* _VORLIEGENDER TEXT_
Nelson Mandelas Haus im Johannesburger Vorort Houghton ist seit der Todesmeldung Pilgerstätte für die Trauernden. Auch am anderen Ende Südafrikas gedenken die Menschen ihres ehemaligen Präsidenten.

Johannesburg und Qunu waren die beiden Orte, an denen Nelson Mandelas Lebensmittelpunkt der letzten Jahren lag, doch Kapstadt ist aufs Engste mit dem politischen Kampf Nelson Mandelas verknüpft: Hier war er 18 Jahre lang auf der Gefängnisinsel Robben Island inhaftiert. Hier hielt er auf dem Balkon der Stadthalle 1990 seine erste öffentliche Rede nach insgesamt 27 Jahren Gefangenschaft.

 

Während sich am heutigen Vormittag nur vereinzelt Menschen auf der Grand Parade, dem großen Platz vor der Stadthalle, versammelt haben, füllt sich der Ort im Laufe des Nachmittags zusehend mit Menschen, die Blumen am Absperrgitter niederlegen, sich ins Kondolenzbuch eintragen und der Gruppe singender und tanzender ANC-Anhänger lauschen. Die Stimmung ist unbeschwert, es wirkt als feiern die Kapstädter das Leben Mandelas mehr als dass sie seinen Tod betrauern – mit dem viele Südafrikaner ohnehin sein langem gerechnet haben.

 

»Wir wussten, dass dieser Tag kommen wird, deswegen haben wir auch diese Faltblätter hier vorbereitet«, sagt Sibongile Maputi von der »Communication unit« des Parlaments. Seit dem frühen Vormittag steht der hochgewachsene Mann in der Innenstadt und verteilt eifrig Hochglanzbroschüren an Passanten. Die vom südafrikanischen Parlament produzierten Blätter zeigen Schwarzweiß-Bilder des ehemaligen Präsidenten und Auszüge aus seinen Reden. »500 hab ich schon verteilt, 500 hab ich noch, aber die Blätter gehen schnell weg«, so Maputi.

* _GESTELLTE AUFGABE 1_
Beantworte zum Text über die Trauer um Nelson Mandela:
(a) Wie viele Jahre war Mandela auf Robben Island inhaftiert?
(b) In welchem Jahr hielt er auf dem Balkon der Stadthalle seine erste öffentliche Rede nach der Gefangenschaft?
(c) Wie viele Broschüren hat Sibongile Maputi nach eigener Aussage bereits verteilt?
* _GESTELLTE AUFGABE 2_
Schreib einen Abschnitt aus dem Text über die Trauer um Nelson Mandela um, der mit den Worten „Nelson Mandelas Haus“ beginnt und nach „27 Jahren Gefangenschaft.“ endet. Setze dabei „die Kapmetropole“ an die Stelle von „Kapstadt“.
Die Auflistung spielt hierfür keine Rolle.

* _Datensätze_
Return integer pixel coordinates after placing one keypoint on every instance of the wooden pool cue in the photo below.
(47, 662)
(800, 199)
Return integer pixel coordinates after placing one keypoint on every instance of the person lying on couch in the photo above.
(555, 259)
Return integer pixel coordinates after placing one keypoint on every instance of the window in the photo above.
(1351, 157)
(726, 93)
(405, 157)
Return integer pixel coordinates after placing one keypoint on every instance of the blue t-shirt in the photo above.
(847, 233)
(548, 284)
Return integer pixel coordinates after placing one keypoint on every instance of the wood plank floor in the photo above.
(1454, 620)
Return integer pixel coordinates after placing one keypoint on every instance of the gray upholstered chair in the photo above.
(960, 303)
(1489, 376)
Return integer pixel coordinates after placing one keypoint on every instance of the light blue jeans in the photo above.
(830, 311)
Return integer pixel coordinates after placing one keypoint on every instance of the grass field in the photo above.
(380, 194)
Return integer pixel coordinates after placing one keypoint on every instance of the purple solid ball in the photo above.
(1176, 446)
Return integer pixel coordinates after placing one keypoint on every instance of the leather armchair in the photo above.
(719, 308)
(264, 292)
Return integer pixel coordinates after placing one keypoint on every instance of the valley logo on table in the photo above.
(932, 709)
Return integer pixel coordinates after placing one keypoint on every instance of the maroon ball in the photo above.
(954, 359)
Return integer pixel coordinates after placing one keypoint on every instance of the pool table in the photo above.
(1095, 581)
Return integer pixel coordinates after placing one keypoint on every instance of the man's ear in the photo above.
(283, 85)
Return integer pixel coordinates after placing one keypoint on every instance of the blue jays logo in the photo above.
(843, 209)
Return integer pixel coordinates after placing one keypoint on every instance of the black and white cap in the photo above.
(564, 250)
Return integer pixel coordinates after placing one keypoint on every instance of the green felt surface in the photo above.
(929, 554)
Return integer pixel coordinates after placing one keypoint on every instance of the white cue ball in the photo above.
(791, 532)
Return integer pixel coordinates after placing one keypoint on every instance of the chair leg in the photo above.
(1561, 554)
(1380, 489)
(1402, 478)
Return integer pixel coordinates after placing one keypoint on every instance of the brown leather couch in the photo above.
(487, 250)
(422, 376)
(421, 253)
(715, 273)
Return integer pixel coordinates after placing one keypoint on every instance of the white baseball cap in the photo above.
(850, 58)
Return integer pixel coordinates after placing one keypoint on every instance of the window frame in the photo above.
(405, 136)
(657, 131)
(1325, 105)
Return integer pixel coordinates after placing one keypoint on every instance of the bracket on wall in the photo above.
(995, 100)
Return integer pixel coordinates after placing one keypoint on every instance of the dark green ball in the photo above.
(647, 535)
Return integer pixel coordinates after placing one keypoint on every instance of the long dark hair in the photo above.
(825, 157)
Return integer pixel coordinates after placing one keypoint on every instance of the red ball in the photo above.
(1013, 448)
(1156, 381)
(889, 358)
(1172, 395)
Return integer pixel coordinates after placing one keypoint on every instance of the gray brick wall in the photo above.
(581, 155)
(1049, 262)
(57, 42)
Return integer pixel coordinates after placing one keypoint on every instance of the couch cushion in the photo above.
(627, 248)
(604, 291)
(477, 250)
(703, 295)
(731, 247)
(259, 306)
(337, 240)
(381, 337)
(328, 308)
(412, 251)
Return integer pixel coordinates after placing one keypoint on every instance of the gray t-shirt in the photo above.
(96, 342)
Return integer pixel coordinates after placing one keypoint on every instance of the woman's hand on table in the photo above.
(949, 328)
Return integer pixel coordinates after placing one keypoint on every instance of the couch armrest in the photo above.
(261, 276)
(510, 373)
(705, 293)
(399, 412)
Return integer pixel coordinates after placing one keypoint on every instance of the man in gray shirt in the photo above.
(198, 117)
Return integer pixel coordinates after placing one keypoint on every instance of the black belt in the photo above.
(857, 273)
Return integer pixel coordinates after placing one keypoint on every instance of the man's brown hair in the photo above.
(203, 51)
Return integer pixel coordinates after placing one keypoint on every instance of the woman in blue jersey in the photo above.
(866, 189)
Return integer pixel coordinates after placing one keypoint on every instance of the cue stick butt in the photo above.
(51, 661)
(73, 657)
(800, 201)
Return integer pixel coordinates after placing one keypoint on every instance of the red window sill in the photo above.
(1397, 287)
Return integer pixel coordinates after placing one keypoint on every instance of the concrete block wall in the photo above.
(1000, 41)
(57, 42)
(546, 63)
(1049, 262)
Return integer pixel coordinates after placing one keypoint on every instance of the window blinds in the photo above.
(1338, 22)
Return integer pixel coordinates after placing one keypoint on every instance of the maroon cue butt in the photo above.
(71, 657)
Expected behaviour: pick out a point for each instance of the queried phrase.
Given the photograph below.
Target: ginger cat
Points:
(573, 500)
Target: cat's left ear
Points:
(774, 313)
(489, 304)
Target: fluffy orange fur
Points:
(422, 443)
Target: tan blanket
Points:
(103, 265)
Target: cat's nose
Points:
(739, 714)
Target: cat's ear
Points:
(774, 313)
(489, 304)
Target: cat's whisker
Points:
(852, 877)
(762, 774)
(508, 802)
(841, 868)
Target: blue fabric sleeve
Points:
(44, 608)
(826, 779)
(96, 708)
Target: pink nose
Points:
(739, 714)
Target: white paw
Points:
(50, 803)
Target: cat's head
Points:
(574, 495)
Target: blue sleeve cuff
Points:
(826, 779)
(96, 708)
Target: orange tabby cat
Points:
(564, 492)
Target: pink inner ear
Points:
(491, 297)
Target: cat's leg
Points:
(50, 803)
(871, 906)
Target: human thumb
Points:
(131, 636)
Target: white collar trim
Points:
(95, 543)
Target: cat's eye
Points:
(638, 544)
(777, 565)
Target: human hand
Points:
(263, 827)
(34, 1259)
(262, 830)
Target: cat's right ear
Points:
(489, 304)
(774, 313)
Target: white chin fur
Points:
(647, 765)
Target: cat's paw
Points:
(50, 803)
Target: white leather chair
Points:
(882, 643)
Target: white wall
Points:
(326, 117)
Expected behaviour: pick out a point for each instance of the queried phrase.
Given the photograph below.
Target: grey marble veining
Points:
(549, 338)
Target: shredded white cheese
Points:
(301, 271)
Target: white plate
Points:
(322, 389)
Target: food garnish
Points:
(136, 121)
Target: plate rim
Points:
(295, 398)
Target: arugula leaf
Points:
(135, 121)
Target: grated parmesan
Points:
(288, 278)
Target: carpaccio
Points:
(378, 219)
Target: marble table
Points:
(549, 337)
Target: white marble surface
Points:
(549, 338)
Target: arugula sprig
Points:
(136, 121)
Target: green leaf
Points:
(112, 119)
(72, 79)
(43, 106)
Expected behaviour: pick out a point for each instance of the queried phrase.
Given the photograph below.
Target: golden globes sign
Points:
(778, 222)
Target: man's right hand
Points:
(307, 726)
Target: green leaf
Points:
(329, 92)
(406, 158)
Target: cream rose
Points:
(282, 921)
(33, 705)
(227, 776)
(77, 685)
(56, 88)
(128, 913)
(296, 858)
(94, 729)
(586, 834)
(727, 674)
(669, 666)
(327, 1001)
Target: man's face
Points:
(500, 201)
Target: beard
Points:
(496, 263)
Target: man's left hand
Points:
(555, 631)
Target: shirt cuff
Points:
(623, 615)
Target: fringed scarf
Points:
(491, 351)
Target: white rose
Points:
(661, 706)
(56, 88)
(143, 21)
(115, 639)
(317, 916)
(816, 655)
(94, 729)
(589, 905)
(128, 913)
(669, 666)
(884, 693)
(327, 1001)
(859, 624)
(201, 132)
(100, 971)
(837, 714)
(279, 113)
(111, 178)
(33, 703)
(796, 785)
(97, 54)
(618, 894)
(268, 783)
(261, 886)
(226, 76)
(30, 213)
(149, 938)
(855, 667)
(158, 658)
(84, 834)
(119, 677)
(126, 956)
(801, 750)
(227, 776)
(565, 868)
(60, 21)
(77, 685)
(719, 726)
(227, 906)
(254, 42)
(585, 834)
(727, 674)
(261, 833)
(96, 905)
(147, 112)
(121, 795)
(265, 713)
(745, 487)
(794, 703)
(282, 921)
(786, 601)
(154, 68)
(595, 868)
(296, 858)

* _ERGEBNIS 1_
(a) 18 Jahre
(b) 1990
(c) 500

* _ERGEBNIS 2_
Nelson Mandelas Haus im Johannesburger Vorort Houghton ist seit der Todesmeldung Pilgerstätte für die Trauernden. Auch am anderen Ende Südafrikas gedenken die Menschen ihres ehemaligen Präsidenten.

Johannesburg und Qunu waren die beiden Orte, an denen Nelson Mandelas Lebensmittelpunkt der letzten Jahren lag, doch die Kapmetropole ist aufs Engste mit dem politischen Kampf Nelson Mandelas verknüpft: Hier war er 18 Jahre lang auf der Gefängnisinsel Robben Island inhaftiert. Hier hielt er auf dem Balkon der Stadthalle 1990 seine erste öffentliche Rede nach insgesamt 27 Jahren Gefangenschaft.